▸ **Stated problem 1**
Copy the questionnaire post word for word from "We have a process" to "Questions and Answers.".
▸ **Stated problem 2**
Please rewrite the records as a numbered list, from the line that contains "Place one point per instance of the red and" through the last line of the records, leaving out blank lines.

So I thought I just ask all of you to give me your thoughts and discuss with me how to solve this problem:

We have a process where the customer is sending questionnaires to us. We have a team which is doing some kind of first step review and then sends this questionnaire to some specialists which can answer the questions the level 1 team can’t answer and then send it back to the team and they send it back to the customer.

What we now want to achieve is to reduce the need of the specialists. To do so, we want to save all answered questions in a database to be able to “reuse” them if they come up again.

For this the questionnaires must be kind of “parsed” and splitted into Sections and Questions and Answers.

The problem is, that the questionnaires can have every type of format. It can be a simple .txt file, a word document with tables and checkmarks, an Excel file with multiple sheets and even macros, a PowerPoint and so on and so on…

At the end I know that it is impossible to have a 100% solution which automatically can handle all this different types of files but it would be nice to have some kind of “best result” in relation to “minimum of expense in development”.

So for example: Maybe it’s the best way to convert all the different file formats first to an .txt file? Or maybe there is already a library which is able to convert excel to word and power point to word, so I can break down this formats to one?

Maybe there is another solution I do not know but you have heard of?

Any help is appreciated.

Thallius

▸ **Extracted information**
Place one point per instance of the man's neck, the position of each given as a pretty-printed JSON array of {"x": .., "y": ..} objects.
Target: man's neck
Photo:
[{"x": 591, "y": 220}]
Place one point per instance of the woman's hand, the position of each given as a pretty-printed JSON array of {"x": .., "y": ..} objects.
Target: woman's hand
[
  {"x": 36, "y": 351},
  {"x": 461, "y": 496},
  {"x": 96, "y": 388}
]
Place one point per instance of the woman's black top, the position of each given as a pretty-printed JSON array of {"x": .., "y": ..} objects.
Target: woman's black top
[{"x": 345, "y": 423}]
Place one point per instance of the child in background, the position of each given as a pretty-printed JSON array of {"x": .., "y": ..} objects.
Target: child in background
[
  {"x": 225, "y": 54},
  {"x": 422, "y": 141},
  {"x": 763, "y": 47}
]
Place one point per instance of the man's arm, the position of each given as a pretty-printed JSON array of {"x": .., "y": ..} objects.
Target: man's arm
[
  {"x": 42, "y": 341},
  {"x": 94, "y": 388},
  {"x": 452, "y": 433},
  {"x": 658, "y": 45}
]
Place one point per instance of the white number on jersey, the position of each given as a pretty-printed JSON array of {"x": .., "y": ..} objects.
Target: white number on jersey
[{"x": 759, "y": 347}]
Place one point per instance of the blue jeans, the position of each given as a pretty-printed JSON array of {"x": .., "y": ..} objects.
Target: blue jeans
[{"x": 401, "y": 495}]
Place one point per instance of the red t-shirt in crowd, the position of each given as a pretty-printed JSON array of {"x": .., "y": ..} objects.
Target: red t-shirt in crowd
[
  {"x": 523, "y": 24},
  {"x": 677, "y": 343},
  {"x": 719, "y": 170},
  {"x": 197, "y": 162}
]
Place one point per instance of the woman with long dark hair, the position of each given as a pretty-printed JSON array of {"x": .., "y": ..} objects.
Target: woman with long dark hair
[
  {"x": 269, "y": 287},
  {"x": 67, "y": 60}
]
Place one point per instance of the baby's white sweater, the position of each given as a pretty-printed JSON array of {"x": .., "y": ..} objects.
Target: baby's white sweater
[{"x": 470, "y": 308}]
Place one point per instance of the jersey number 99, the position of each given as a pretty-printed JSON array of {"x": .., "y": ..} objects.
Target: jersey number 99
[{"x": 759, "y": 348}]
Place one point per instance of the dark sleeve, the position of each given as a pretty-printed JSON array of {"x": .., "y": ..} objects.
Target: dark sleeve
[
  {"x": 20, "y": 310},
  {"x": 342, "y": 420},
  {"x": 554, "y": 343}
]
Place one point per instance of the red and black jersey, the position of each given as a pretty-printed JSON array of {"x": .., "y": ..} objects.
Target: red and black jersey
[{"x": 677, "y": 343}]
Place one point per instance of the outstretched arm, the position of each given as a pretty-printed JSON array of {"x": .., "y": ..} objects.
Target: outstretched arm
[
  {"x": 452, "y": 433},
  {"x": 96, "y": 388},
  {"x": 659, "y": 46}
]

▸ **Problem solution 1**
We have a process where the customer is sending questionnaires to us. We have a team which is doing some kind of first step review and then sends this questionnaire to some specialists which can answer the questions the level 1 team can’t answer and then send it back to the team and they send it back to the customer.

What we now want to achieve is to reduce the need of the specialists. To do so, we want to save all answered questions in a database to be able to “reuse” them if they come up again.

For this the questionnaires must be kind of “parsed” and splitted into Sections and Questions and Answers.

▸ **Problem solution 2**
1. Place one point per instance of the red and black jersey, the position of each given as a pretty-printed JSON array of {"x": .., "y": ..} objects.
2. Target: red and black jersey
3. [{"x": 677, "y": 343}]
4. Place one point per instance of the outstretched arm, the position of each given as a pretty-printed JSON array of {"x": .., "y": ..} objects.
5. Target: outstretched arm
6. [
7.   {"x": 452, "y": 433},
8.   {"x": 96, "y": 388},
9.   {"x": 659, "y": 46}
10. ]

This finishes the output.